[START OF RECORDS SHOWN]

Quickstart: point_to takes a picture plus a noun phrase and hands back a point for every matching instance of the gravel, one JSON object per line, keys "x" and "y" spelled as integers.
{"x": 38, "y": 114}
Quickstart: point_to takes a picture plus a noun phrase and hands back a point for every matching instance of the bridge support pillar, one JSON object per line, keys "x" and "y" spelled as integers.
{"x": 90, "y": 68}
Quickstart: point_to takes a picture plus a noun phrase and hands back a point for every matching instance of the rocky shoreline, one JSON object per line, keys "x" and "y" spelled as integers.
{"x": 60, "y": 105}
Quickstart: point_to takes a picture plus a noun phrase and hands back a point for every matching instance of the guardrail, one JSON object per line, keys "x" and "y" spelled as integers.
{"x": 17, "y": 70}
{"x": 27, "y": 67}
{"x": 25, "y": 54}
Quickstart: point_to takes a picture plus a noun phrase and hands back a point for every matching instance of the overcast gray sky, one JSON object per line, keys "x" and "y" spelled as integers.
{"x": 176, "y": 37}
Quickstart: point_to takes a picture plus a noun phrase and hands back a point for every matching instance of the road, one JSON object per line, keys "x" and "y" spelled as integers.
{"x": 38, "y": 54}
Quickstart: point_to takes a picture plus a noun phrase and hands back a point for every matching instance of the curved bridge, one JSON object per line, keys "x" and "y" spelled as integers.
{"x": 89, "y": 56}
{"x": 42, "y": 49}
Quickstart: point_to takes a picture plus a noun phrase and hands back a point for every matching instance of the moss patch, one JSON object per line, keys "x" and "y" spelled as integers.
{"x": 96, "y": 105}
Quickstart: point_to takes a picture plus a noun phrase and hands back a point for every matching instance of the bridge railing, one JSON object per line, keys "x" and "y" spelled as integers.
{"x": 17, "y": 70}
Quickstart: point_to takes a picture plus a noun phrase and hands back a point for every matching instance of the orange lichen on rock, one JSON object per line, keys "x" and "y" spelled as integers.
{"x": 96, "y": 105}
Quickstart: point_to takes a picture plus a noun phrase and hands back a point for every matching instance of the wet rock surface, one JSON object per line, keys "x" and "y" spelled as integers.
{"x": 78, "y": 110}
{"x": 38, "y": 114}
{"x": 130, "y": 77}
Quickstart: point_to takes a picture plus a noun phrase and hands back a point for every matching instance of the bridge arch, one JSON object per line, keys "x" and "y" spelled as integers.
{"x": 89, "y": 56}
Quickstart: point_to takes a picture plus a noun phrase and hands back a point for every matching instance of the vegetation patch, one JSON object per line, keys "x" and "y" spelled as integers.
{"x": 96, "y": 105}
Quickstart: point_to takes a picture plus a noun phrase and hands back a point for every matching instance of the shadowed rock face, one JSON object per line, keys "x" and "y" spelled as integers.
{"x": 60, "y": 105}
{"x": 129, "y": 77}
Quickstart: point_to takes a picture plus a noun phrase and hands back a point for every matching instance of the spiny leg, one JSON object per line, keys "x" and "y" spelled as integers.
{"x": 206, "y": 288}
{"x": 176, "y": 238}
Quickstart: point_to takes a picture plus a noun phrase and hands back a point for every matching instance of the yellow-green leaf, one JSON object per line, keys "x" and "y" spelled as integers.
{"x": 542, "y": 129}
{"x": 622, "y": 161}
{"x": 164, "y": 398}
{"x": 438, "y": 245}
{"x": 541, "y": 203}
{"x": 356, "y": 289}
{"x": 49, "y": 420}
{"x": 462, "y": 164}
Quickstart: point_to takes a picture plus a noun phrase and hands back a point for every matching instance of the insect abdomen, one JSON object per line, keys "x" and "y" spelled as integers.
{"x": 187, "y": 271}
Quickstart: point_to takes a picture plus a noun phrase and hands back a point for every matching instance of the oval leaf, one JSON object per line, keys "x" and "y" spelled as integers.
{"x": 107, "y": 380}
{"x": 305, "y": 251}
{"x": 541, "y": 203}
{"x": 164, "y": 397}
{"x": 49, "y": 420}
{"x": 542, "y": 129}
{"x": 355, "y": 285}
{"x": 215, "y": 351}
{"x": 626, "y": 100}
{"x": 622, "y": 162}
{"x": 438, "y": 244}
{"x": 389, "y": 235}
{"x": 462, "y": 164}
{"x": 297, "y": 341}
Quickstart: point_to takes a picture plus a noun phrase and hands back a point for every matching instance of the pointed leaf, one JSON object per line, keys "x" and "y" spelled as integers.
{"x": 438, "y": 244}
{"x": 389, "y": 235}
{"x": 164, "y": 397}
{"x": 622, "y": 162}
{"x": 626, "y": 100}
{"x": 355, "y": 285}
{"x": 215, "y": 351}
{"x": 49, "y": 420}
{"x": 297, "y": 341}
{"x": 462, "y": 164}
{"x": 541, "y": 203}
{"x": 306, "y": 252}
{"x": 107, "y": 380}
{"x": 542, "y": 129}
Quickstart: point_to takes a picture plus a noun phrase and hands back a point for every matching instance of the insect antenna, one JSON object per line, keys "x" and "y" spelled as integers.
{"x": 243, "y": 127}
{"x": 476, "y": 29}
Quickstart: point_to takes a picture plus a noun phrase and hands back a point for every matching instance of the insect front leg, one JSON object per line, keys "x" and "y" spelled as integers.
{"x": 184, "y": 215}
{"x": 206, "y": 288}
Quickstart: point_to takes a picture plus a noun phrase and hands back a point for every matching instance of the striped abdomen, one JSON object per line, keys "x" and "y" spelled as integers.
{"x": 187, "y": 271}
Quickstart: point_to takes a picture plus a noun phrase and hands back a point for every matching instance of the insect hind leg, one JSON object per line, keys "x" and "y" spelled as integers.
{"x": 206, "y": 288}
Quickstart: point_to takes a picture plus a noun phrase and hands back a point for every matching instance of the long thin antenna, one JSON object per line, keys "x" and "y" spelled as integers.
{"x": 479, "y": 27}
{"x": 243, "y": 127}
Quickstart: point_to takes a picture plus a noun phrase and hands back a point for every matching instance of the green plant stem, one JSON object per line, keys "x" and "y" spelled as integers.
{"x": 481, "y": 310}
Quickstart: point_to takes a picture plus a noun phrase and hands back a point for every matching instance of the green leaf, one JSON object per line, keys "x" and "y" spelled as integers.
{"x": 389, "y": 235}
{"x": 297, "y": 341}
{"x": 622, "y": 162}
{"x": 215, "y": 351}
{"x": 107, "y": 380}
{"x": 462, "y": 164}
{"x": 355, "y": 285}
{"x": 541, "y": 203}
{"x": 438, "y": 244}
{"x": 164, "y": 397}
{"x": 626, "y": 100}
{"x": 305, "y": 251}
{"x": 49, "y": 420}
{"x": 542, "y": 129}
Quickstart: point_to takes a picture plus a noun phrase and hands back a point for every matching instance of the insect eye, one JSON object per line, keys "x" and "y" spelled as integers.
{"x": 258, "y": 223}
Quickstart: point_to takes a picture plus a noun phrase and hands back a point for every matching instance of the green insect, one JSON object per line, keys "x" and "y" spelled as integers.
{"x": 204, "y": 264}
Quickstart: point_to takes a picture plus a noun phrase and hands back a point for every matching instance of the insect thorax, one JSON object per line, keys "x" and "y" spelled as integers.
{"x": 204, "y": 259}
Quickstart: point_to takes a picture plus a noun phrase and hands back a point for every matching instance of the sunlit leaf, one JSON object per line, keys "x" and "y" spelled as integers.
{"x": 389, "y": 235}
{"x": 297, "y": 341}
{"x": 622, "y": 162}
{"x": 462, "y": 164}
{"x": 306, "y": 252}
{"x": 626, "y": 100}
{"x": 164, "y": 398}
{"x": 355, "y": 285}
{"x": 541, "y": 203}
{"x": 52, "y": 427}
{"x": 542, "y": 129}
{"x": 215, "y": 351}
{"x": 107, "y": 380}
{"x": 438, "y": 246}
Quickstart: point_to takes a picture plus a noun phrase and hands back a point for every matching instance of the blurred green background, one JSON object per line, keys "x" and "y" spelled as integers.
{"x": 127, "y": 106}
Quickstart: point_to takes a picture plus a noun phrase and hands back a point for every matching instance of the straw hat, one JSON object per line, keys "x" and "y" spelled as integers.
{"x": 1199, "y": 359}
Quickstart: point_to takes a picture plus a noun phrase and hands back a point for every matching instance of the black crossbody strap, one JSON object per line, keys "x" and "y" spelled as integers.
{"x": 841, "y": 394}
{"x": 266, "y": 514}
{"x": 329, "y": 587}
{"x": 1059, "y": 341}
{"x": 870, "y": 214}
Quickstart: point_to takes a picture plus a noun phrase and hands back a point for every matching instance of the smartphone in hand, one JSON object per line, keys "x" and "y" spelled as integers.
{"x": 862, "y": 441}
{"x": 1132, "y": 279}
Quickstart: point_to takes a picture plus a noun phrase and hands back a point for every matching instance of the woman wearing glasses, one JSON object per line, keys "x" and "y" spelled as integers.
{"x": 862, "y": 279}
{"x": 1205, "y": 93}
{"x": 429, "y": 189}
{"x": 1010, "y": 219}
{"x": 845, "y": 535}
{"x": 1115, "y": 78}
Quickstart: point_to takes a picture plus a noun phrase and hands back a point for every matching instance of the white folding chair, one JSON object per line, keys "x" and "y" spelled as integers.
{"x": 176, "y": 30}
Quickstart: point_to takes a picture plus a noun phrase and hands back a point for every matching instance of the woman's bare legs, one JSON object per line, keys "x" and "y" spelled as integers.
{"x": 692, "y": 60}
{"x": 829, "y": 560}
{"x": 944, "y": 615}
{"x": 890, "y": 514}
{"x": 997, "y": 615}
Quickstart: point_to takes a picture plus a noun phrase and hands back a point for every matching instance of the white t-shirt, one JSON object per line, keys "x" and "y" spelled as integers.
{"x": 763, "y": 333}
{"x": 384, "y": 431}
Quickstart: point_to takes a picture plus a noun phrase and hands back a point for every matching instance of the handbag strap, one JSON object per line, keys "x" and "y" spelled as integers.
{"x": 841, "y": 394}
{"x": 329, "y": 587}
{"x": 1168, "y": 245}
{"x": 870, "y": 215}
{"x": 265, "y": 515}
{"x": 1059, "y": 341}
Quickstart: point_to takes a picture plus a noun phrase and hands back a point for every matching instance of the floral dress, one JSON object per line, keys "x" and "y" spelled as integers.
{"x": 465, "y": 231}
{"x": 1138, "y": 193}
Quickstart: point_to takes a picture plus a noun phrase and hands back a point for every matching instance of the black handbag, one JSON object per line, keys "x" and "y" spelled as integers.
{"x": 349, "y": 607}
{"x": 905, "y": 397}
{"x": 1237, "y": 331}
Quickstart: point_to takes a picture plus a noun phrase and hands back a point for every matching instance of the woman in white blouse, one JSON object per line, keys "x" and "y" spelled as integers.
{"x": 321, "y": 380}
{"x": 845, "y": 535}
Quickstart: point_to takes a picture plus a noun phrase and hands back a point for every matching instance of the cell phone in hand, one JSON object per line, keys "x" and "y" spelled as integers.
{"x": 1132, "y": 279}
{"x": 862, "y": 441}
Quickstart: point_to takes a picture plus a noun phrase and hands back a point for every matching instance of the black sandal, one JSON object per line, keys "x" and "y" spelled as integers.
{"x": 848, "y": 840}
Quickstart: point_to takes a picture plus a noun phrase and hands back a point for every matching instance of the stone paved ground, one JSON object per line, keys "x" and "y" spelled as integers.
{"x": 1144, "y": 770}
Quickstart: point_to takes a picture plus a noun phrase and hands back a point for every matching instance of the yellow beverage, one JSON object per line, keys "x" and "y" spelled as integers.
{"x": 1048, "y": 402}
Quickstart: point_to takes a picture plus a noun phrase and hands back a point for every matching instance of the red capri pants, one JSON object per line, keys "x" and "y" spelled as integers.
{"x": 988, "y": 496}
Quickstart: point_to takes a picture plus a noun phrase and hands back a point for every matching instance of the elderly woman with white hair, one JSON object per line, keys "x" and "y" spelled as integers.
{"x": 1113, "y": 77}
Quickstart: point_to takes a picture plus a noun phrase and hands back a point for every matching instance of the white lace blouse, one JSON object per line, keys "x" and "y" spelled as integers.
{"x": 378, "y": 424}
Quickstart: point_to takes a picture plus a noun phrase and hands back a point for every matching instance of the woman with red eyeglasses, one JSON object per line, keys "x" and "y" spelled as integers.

[END OF RECORDS SHOWN]

## OBJECTIVE
Return exactly the lines from the one containing "of the cell" through the last line of the records above, both included, and nothing else.

## SOLUTION FOR THIS EXERCISE
Quickstart: point_to takes a picture plus a noun phrase and hands back a point for every matching instance of the cell phone in hand, one JSON object per line, keys "x" and "y" spelled as integers.
{"x": 1132, "y": 279}
{"x": 862, "y": 441}
Quickstart: point_to takes a picture plus a noun phrase and hands back a point for every matching instance of the black sandal, one JSON object per line, keys "x" and "y" spelled as integers.
{"x": 848, "y": 840}
Quickstart: point_to takes a picture plus a noun phrase and hands back a point for every matching instance of the stone paved ground, one JSON object per line, keys "x" and "y" spelled as integers.
{"x": 1144, "y": 770}
Quickstart: point_to takes a picture plus a noun phrase and hands back a point for every matching instance of the yellow beverage, one JSON object per line, keys "x" and "y" spelled as integers.
{"x": 1048, "y": 402}
Quickstart: point_to takes a picture plus a noun phrase and hands back a point for every matching instance of the red capri pants, one JSON object per line, keys "x" and "y" spelled as integers.
{"x": 988, "y": 496}
Quickstart: point_to takes a picture plus a noun phrase and hands back a point for every matching instance of the elderly woman with white hair, one JSON object per line, keys "x" and "y" spelled as integers.
{"x": 1113, "y": 77}
Quickstart: point_to takes a picture plus a noun phrase and hands back a point for every matching instance of the white lace blouse, one JSON object per line, keys "x" and "y" spelled as integers.
{"x": 378, "y": 424}
Quickstart: point_to takes a picture plus a noun phrase and hands back a point for every matching instance of the woman with red eyeglasses, one JSON object per line, keys "x" and "y" spelled as integers.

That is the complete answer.